The first survey, open for four weeks in the autumn of 2020 and conducted through the City’s Have Your Say platform (engage.victoria.ca), asked vague questions about housing priorities: of 191 respondents, 142 identified “create more housing choice so families and other households can stay in Victoria as their housing needs evolve” as a priority, while only 36 identified “maintain incentives for heritage conservation and re-use of existing character homes.”
Only 191 people took the City’s first Missing Middle survey in late 2020, but results gave City planning staff the green light to proceed.
Based partly on that result, Council voted 5-4 in July of 2021 to continue with the initiative. A second survey, open for six weeks that autumn, specifically asked which missing-middle housing types (houseplexes up to six units, corner townhouses, heritage-property infill) should be approved by City staff alone, without the time and cost burdens of public hearings and Council approval: of 810 respondents, only eight percent said “none.” (That option was last, with no graphic beside it.) City staff concluded this showed “strong support” for all the housing types, and the general plan.
A key question in the City’s second online survey sought approval for Missing Middle housing types. Only eight percent of respondents voted for “None,” at the bottom of the page.
But as it’s now becoming apparent, the trouble with such limited engagement is it gives little indication of what the general public knows or thinks about a subject. “Real surveys have random samples of populations, and a range of questions which should be neutral, to create a projectable sample. They have to look like the whole population. That is clearly what is not going on here,” says Ian McKinnon, a former president of Decima Research who’s also served in central agencies of federal and BC governments.
Instead, consultations that are open to anyone frequently get dominated by small groups that feel passionately about an issue. “My concern is often: How are people informed about it, and who responds?” McKinnon asks. “With almost all public consultations, those who are strongly motivated often use their networks to encourage participation by people who they know to have the same viewpoint as themselves.”
Online consultations can also get skewed by people giving multiple responses, McKinnon notes, or chiming in from other jurisdictions. (It happens: one eagle-eyed member of the Downtown Residents’ Association noted that during the runup to Council’s approval of the controversial Telus Ocean, 81 of 140 letters of support came from people associated with the project, including Telus employees from other parts of Canada.) On Homes For Living’s forum, members and developers regularly urge each other to respond positively to surveys, consultations and hearings on projects across Greater Victoria, with little concern whether they live in the municipality or not. Is that appropriate? “I never know myself,” Phil MacKellar, an HFL spokeperson tells me; he lives in Fernwood, but recently filled out a survey to support infill housing in Oak Bay. “Because Victoria’s never amalgamated, it feels like I’m part of multiple cities. A lot of people who live in Saanich but work in Victoria, or vice-versa, feel the same way.”

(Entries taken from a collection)
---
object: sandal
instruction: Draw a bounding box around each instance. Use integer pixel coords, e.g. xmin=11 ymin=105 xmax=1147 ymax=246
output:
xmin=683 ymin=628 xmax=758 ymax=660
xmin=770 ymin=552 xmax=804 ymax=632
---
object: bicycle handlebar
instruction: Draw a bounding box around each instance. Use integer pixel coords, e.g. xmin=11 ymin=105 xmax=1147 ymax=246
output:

:: Set of tasks ::
1. In the article on Victoria's Missing Middle surveys, reproduce the passage between "A key question" and "of the page.", inclusive, renaming every "respondents" as "participants".
2. Answer the following from the article on Victoria's Missing Middle surveys:
(a) How many people responded to the first survey?
(b) By what vote did Council decide in July 2021 to continue with the initiative?
(c) In which neighborhood does Phil MacKellar live?
3. Resume the article on Victoria's Missing Middle housing consultations, beginning after its final sentence.

:: Response list ::
1.
A key question in the City’s second online survey sought approval for Missing Middle housing types. Only eight percent of participants voted for “None,” at the bottom of the page.

2.
(a) 191
(b) 5-4
(c) Fernwood

3.
Andrew says some respondents have tried to skew his survey by using false names and email addresses, but they will be “filtered out” by administrators. The City’s Have Your Say platform only requires participants to provide an email address and a postal code; I was able to register different addresses and take the same survey several times. Given Missing Middle’s huge stakes, I asked the City if it was worried about its surveys being gamed. The City replied in a statement that it uses “industry standard engagement tools for local government,” and that “all online engagement is based on good faith.” (Although some platforms, such as Vancouver-based PlaceSpeak, go farther to prevent fraud by verifying every respondent’s physical address.) “Public engagement during policy development is important,” the City concluded, “but the real test of public position on the final bylaw is a public hearing.”
Before anyone makes Trumpist allegations of foreign vote-rigging, however, they should read the comments on pages 171-231 of the City’s massive engagement report. Some 54 percent of the respondents to the City’s surveys identified as between 25 and 44 years old (that demographic comprises 32 percent of the City’s population), and the submitted comments match the survey’s numbers, showing that a majority want more housing options immediately, more public transit and cycling facilities, and don’t much care about preserving Victoria’s heritage. “Get this done, yesterday,” one wrote. “Every day of inaction, this housing crisis worsens.”
Andrew’s survey closes on July 13 at midnight, and he says the results will be published immediately afterwards—just before Council’s first reading of the Missing Middle bylaws on July 14. But he insists that the survey results won’t sway his final vote. “I have tried to be right down the middle of the lane on this, to not, in any way, respond affirmatively or in opposition to what’s going on with the Missing Middle. I’ve tried to get as much information, become as educated as I can, listen to what people have to say, so I can enter it, like any public hearing, with an open and disabused mind. I try to do that, I really do.”